*What this exercise asks*
A. List every command-line option that the LootGoblin README says the script accepts.
B. Answer these questions from the LootGoblin README, one line each:
(i) Can the script download Windows?
(ii) What does the --test option do?
(iii) Which setting is used to traverse subfolders in listings?
C. Continue the LootGoblin README from its last sentence.

=== Text shown ===

/lootgoblin

Fetches your favorite ISOs automatically

Primary LanguagePython

What is it?

LootGoblin is an automated script that looks for latest iso images of your favourite distros and fetches them. This is early alpha quality, so be warned. Goblins ahead ;)

What is the use-case ?

If you are not a 24/7 sysadmin, but occasionally has to reinstall/fix/disaster-recover systems once or twice a year - you know that the show starts with you fetching the latest iso image before booting the system. With this script you will always have fresh iso images at hand.

Can it download Windows?

No. Since I’m too lazy for NIH syndrome to hit me - use this bash script.

https://github.com/ElliotKillick/qvm-create-windows-qube/blob/master/windows/isos/mido.sh

Be warned, that MS arseholes not only make it hard to get the latest iso, but also like to blacklist IPs just 'cause they think they don’t like you or because of political bullshit.

Okay, how to use it?

First steps

The script needs at least a config file passed via --config myconfig.yaml. It also accepts --test (that only prints files that would be downloaded) and --destination /where/to/store/iso

Now, open up config.yaml and have a look. Perhaps you distro is already there. If not, here’s a simplest config sample:

freepbx:
  url: https://downloads.freepbxdistro.org/ISO/
  pattern: SNG7-PBX16-64bit-{version}.iso
  constraints:
    version: "latest"

Every toplevel section config is a repository to check for files for download.

At most you’ll need a url for the page with iso listing and the pattern. Pattern follows the python’s 'parse' module conventions. After parsing available ISOs, constraints are applied for every variable in constraints section. These can be used to filter actual files for download. In this example we only use version constraint. Setting it to latest tells the script to find out the latest version available.

Now run lootgoblin.py --config myconfig.yaml --test. You will see something like this:

necromant@moonshadow:~/Projects/latest_iso/lootgoblin$ python3 lootgoblin.py --config myconfig.yaml --test
Fetching file listing: https://downloads.freepbxdistro.org/ISO/

Config section 'freepbx'
  https://downloads.freepbxdistro.org/ISO/SNG7-PBX16-64bit-2306-1.iso
necromant@moonshadow:~/Projects/latest_iso/lootgoblin$

If these are the ISO’s you want, things are going well.

Handling subfolders

Sometimes listings have subfolders you have to traverse to. You can use maxdepth for that.

=== Material provided ===

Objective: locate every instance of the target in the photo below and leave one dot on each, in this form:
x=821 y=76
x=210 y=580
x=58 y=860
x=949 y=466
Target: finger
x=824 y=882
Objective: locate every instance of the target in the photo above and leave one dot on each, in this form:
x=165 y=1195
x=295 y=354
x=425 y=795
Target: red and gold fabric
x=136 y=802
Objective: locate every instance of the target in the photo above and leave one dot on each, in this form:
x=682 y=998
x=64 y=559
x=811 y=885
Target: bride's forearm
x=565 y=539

===
=== Material provided ===

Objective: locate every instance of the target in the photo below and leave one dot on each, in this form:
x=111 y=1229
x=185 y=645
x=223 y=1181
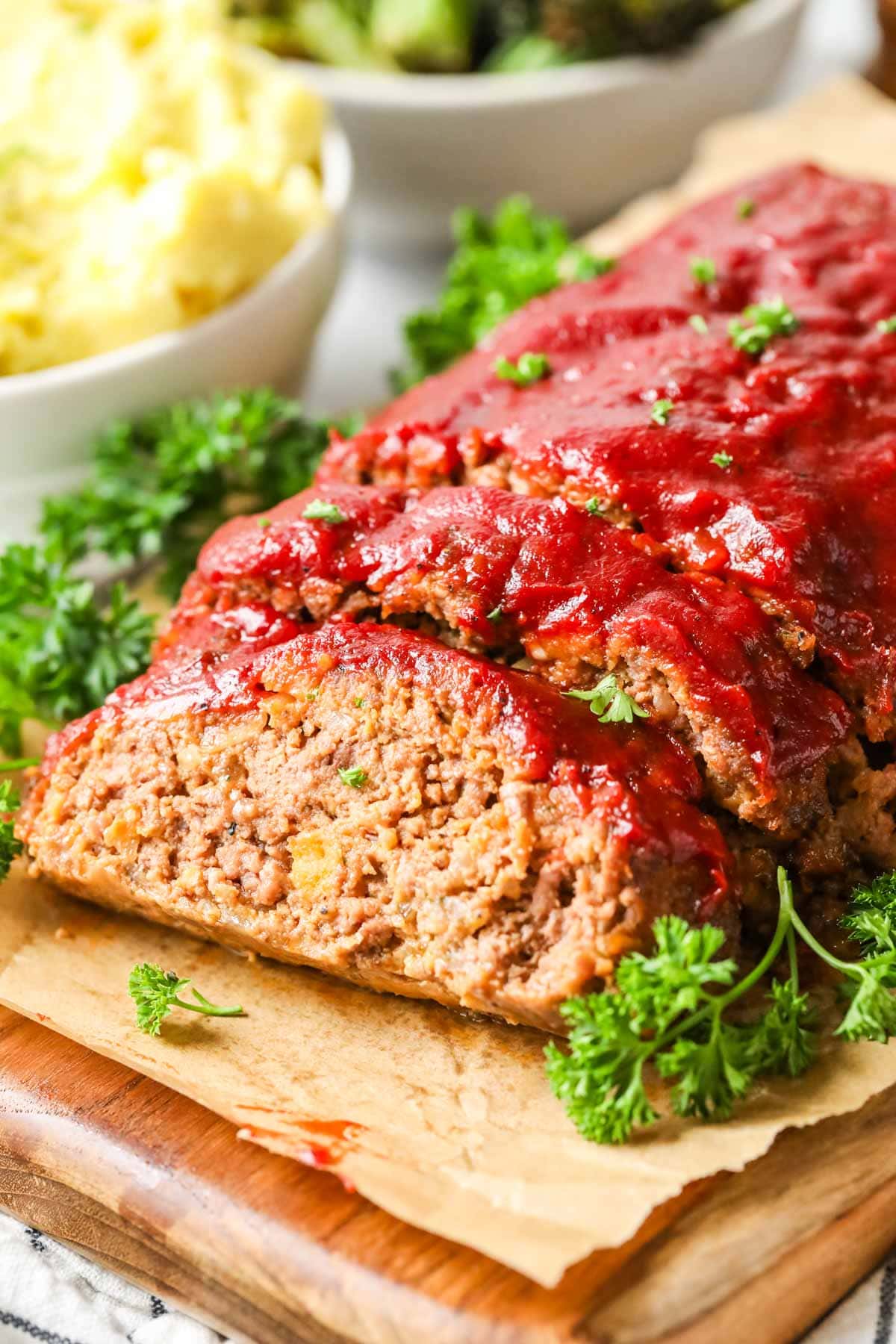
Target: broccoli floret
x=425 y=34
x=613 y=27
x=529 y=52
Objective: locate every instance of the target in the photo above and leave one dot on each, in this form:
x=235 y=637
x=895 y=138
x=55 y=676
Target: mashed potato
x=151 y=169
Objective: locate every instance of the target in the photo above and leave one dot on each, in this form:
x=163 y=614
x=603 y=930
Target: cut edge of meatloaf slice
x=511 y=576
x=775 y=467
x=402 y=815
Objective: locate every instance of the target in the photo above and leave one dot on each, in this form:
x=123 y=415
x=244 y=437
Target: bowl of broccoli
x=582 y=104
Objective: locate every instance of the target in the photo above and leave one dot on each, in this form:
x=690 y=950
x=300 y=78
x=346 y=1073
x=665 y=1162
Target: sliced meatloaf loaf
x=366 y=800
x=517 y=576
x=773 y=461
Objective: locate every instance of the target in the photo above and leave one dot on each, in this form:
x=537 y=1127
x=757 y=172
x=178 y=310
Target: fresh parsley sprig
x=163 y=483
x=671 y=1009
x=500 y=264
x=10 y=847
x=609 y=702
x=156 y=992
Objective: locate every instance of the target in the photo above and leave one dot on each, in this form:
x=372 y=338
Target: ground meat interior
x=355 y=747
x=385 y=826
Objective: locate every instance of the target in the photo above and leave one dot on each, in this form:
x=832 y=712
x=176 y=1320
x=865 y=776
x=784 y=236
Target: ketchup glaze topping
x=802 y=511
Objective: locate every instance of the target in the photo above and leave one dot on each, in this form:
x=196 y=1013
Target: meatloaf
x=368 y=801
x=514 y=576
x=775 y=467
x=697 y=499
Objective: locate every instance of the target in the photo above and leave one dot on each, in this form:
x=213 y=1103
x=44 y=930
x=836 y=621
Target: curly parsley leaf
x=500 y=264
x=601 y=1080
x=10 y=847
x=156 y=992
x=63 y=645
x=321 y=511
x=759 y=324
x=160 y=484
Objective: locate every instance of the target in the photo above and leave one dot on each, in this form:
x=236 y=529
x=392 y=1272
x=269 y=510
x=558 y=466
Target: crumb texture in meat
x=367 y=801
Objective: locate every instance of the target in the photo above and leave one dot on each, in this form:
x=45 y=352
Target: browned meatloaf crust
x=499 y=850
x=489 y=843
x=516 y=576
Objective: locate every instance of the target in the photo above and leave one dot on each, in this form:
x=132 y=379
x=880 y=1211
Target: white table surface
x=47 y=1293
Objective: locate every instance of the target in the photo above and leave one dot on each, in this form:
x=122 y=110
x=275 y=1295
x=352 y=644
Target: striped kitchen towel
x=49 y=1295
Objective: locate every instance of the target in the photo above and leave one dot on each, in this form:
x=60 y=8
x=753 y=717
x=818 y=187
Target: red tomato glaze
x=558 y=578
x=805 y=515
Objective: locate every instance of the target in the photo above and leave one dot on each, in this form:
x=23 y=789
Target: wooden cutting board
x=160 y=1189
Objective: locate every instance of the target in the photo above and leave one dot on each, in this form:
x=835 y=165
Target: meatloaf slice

===

*Results of the tasks*
A. --config, --test, --destination

B.
(i) No.
(ii) It only prints the files that would be downloaded.
(iii) maxdepth

C.
Warning
This logic is very hacky right now, and it doesn’t check content-type when fetching index files. Just a file extension blacklist. Tripple check that it won’t try to fetch huge file as an index file. This should be fixed ASAP in future versions.

Here’s a simple example:

virtio:
  url: https://fedorapeople.org/groups/virt/virtio-win/direct-downloads/archive-virtio/
  maxdepth: 2
  pattern: virtio-win-{version}.iso
  constraints:
    version: latest

Handling multiple architectures

Constraints can have a list of valid values. gparted live is a good example. Here we download amd64 and i386 images.

gparted:
    url: https://gparted.org/download.php
    pattern: gparted-live-{version}-{patchlevel:d}-{arch}.iso
    constraints:
      arch:
          - amd64
          - i386
      version: latest

Handling build dates, excluding paths and other magic

Constraints can get difficult, if ISOs of the same version have date fields. Just like version, these can have 'latest'. But for these to work you’ll also have to provide date format. Apparently, since date parsing in python’s parse turned out to be broken, date format is provided in a separate section.

Here’s an example for BlissOS ISO images, that have so far been the most difficult to implement:

bliss:
    # Specify one (str) or more (list) base URLs to look for iso images
    url: https://sourceforge.net/projects/blissos-x86/files/Official/
    # Filename pattern. The pattern may have constraints applied via constraints section
    pattern: Bliss-v{version}-{arch}-OFFICIAL-{flavor}-{date}.iso
    # Allow to follow the links in search of iso images. The depth will be limited
    maxdepth: 3
    # Only iso URLs containing one of the following strings will be considered
    consider_paths:
      - /FOSS/Generic
    # URLs having these in them will be totally avoided. Can be used to speed up
    # recursive iso lookup
    avoid_paths:
      - /Gapps
      - /Vanilla
      - /Surface
      - /stats
      - /OpenGApps
      - /Archive
    # Specify the date format used in filenames (Used only when {date} present in pattern)
    dateformat: "%Y%m%d"
    # Apply constraints to the parsed format. {date} and {version} are special, if present
    # You can specify special keyword 'latest'
    # version is compared using python's packaging.version module
    # date are the same, except every considered version may have a different 'latest' date
    constraints:
      arch:
          - x86_64
      flavor: foss
      version: latest
      date: latest

TODO

  • ✓ Put it up on github

  • ❏ Write pyproject.toml and upload to pypi

  • ❏ Refactor ISOTreasury() class and move some logic into Artifact() class

  • ❏ Make it actually check content-type header instead of blacklisting file extensions.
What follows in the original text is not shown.